[Start of QUOTED PASSAGE]
1. "Simplify and clarify." 
  • Get everyone on the same page. Share common language. For example, do you call your primary pick-and-roll defense HEDGE, SHOW, or FAKE TRAP? What kind of idiot calls it FAKE TRAP (Coach K)? 
  • We called a 2-1-2 zone "FIVE" because it looks like a die. 
  • Be "performance-focused, feedback-rich." Ask players to explain the what and why.
  • Kevin Eastman counsels, "Know your NOs." (E.g. no middle, no dribble penetration, no uncontested shots)
2. "Fight for your culture every day." - Doc Rivers 
  • What's important to your culture? Specify. Collaborate, appreciate teammates. Don't ASSUME. Praise desired behaviors. 
  • TIA. Teamwork, improvement, accountability.  
  • "It's the scoreboard not the scorebook." Don't be a STAT HUN. 
  • This is who we are; that is not who we are. "Humble in victory, gracious in defeat."
  • Help kids make memories. 
3. "Develop great habits." Make it easy to do the right thing. 
  • "We make our habits and our habits make us." 
  • Study the formation and maintenance of habits. "Atomic Habits" by James Clear. 
  • Consciously build your day
  • Commit to learning, reading, film study every day. 
  • Track your habits. "Winners are trackers." ("The Compound Effect")
[End of QUOTED PASSAGE]
[Start of RECORD SET]
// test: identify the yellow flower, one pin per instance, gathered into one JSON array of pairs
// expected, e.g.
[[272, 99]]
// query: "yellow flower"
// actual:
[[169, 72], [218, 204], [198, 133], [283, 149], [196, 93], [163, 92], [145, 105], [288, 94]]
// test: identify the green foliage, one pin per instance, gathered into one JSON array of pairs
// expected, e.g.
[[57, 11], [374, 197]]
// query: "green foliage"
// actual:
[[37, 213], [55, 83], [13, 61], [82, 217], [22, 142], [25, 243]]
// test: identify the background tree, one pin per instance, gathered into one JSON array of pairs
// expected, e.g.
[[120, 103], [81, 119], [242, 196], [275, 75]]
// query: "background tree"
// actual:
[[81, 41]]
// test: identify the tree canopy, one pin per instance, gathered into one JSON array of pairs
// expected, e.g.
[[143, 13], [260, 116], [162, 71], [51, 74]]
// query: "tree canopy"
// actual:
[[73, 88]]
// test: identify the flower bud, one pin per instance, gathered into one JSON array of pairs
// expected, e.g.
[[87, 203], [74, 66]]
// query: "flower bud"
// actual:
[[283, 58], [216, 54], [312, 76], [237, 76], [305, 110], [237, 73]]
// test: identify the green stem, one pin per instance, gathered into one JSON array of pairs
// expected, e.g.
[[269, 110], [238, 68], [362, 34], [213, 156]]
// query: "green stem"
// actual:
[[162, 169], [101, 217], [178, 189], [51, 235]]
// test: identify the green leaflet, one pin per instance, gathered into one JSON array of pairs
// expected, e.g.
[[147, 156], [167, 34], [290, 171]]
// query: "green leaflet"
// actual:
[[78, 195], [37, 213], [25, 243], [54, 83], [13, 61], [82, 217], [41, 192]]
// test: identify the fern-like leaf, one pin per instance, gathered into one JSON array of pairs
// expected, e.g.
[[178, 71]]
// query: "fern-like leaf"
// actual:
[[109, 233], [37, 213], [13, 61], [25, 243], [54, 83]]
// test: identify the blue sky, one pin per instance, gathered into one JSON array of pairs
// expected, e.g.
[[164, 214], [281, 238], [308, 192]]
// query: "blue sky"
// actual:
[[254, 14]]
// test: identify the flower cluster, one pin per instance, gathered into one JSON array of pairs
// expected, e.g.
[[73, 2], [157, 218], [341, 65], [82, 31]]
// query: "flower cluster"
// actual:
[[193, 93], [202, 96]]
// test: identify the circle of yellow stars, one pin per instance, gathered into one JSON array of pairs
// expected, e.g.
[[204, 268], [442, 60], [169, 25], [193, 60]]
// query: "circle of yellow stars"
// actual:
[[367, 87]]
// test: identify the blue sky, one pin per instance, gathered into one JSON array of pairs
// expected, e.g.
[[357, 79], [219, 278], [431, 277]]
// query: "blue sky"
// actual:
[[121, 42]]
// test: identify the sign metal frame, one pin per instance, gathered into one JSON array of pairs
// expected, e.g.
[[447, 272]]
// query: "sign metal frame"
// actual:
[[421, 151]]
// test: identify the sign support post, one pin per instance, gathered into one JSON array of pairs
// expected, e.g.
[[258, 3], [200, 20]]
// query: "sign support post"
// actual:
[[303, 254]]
[End of RECORD SET]
TASK PROMPT:
In the coaching notes, what does TIA stand for? The lines aren't needed for this.

TASK OUTPUT:
Teamwork, improvement, accountability.